● **ACTIVITY A**
In the piece on the Dharun Ravi verdict, what possible prison sentence does Ravi face?
● **ACTIVITY B**
Write out the passage from the piece on the Dharun Ravi verdict word for word, starting at "A second student, Molly" and ending at "could avoid prosecution?".
● **ACTIVITY C**
Pick up the piece on the Dharun Ravi verdict after its last sentence and keep writing it.

● **TEXT SECTION**
⁂
The Thought Crimes of Dharun Ravi

Recently, a young man of Indian origin was found guilty of most of the charges against him (the full verdict is available here).  The former Rutgers student was accused of using a webcam to spy on his roommate’s intimate encounters with an older man in his dorm room.  A few days later, the roommate, Tyler Clementi, later committed suicide by jumping off the George Washington Bridge, unleashing a firestorm of criticism against supposed homophobia and bullying.  Ravi now faces a possible ten-year prison sentence, and possible deportation.

A second student, Molly Wei was “let off” on the condition that she would undergo re-education counseling, do community service, and testify against Ravi.  One wonders what was involved in Wei’s testimony: did she testify honestly and openly?  Did she read from a prepared script?  Did she merely say what was required of her as part of the “deal” so that she could avoid prosecution?
⁂
● **MATERIAL PROVIDED**
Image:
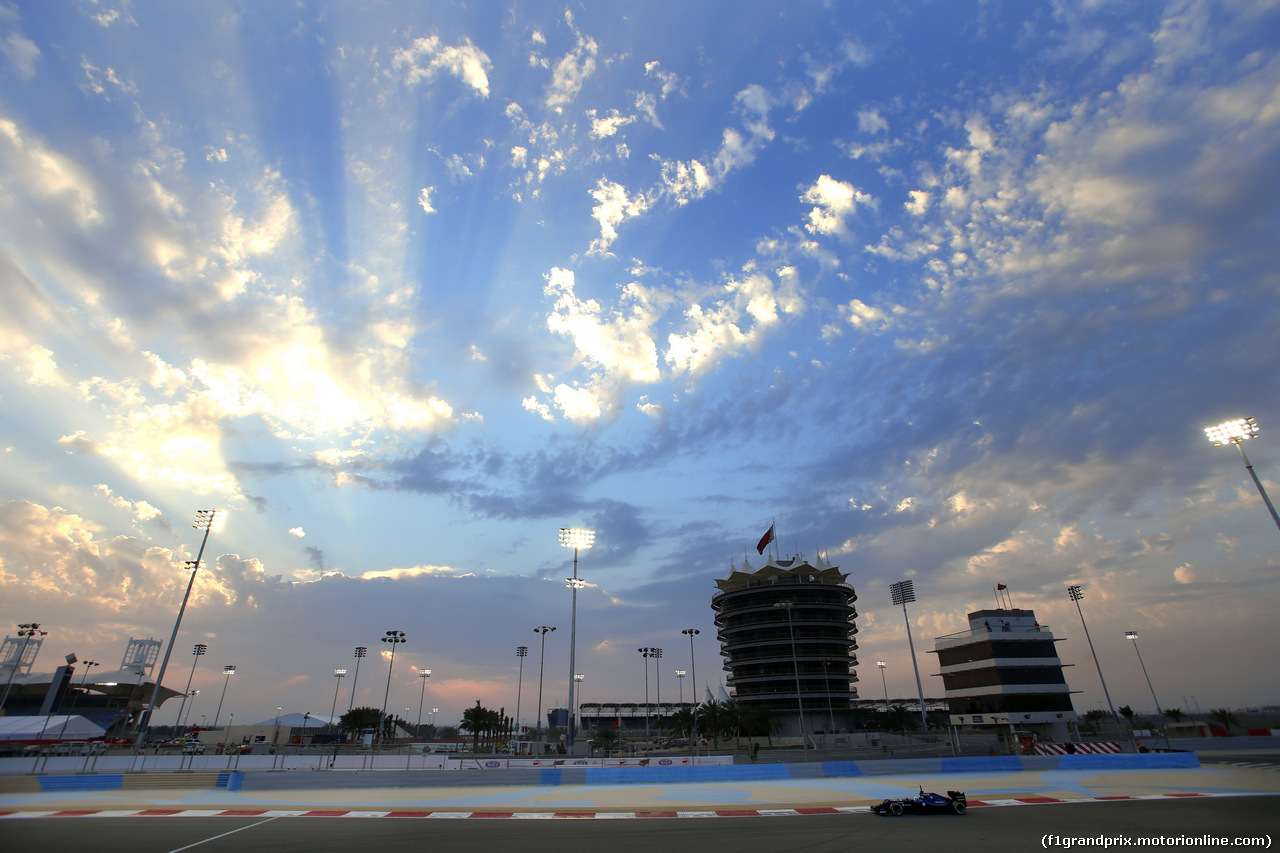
⁂
● **EXERCISE OUTPUT A**
A possible ten-year prison sentence.

● **EXERCISE OUTPUT B**
A second student, Molly Wei was “let off” on the condition that she would undergo re-education counseling, do community service, and testify against Ravi.  One wonders what was involved in Wei’s testimony: did she testify honestly and openly?  Did she read from a prepared script?  Did she merely say what was required of her as part of the “deal” so that she could avoid prosecution?

● **EXERCISE OUTPUT C**
In theory, Ravi was convicted for invading privacy, but the hate-crime charge adds to the prison sentence.  This isn’t really news to anyone who’s been around for a while: if two straight white men get into a fight, the police might break up the fight and fine each individual a certain amount.  However, if  one person happens to be a straight white man, and the other anything else, charges get trumped up and inevitably the jury will almost always be silently stacked to convict.  In this case, the judge and jury followed their scripts to the letter.

Apparently this isn’t enough for some leftists.  The New Yorker reported that online commentary called for lifetime imprisonment for Ravi and Wei.  Still others wanted more and opined that Ravi should have received the death penalty.  Of course, the same people frequently criticize laws in foreign country which they consider oppressive or unfair.  For instance, when Akmal Sheikh (a ‘Briton,’ the media claimed, despite the fact that Sheikh was born in Pakistan and lived in the United States for most of his life) was convicted of drug smuggling in China, there was a wide call for his release.  The fact that they believe someone worthy of the death penalty for being a “homophobe” is beyond hypocritical.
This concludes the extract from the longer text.